### Records contained in a dataset
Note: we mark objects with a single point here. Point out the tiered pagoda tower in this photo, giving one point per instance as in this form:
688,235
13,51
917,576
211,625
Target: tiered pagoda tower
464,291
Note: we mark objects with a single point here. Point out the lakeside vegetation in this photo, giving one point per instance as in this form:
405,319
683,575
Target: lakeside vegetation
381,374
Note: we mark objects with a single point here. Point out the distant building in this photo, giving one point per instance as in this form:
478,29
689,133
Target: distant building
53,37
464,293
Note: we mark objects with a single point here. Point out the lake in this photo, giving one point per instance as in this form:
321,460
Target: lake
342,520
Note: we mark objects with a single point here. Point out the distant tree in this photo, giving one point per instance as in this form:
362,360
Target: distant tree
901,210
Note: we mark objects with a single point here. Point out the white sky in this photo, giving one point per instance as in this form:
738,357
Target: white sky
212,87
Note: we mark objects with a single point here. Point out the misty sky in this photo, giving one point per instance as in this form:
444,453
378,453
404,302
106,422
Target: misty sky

### TASK INSTRUCTIONS
Where a line in the records above contains the string "with", copy that line.

### TASK SOLUTION
Note: we mark objects with a single point here. Point out the tiered pagoda tower in this photo, giving one point per instance as in this form:
Note: we mark objects with a single point here. Point out the lakeside vegetation in this photo, giving one point per instance as in this form:
Note: we mark objects with a single point here. Point out the distant building in this photo, giving one point per instance as in this form:
Note: we mark objects with a single point here. Point out the lake in this photo, giving one point per instance as in this form:
Note: we mark objects with a single point here. Point out the distant tree in this photo, giving one point per instance as in this form:
Note: we mark objects with a single point here. Point out the white sky in this photo, giving one point per instance as in this form:
Note: we mark objects with a single point here. Point out the misty sky in this photo, giving one point per instance as in this form:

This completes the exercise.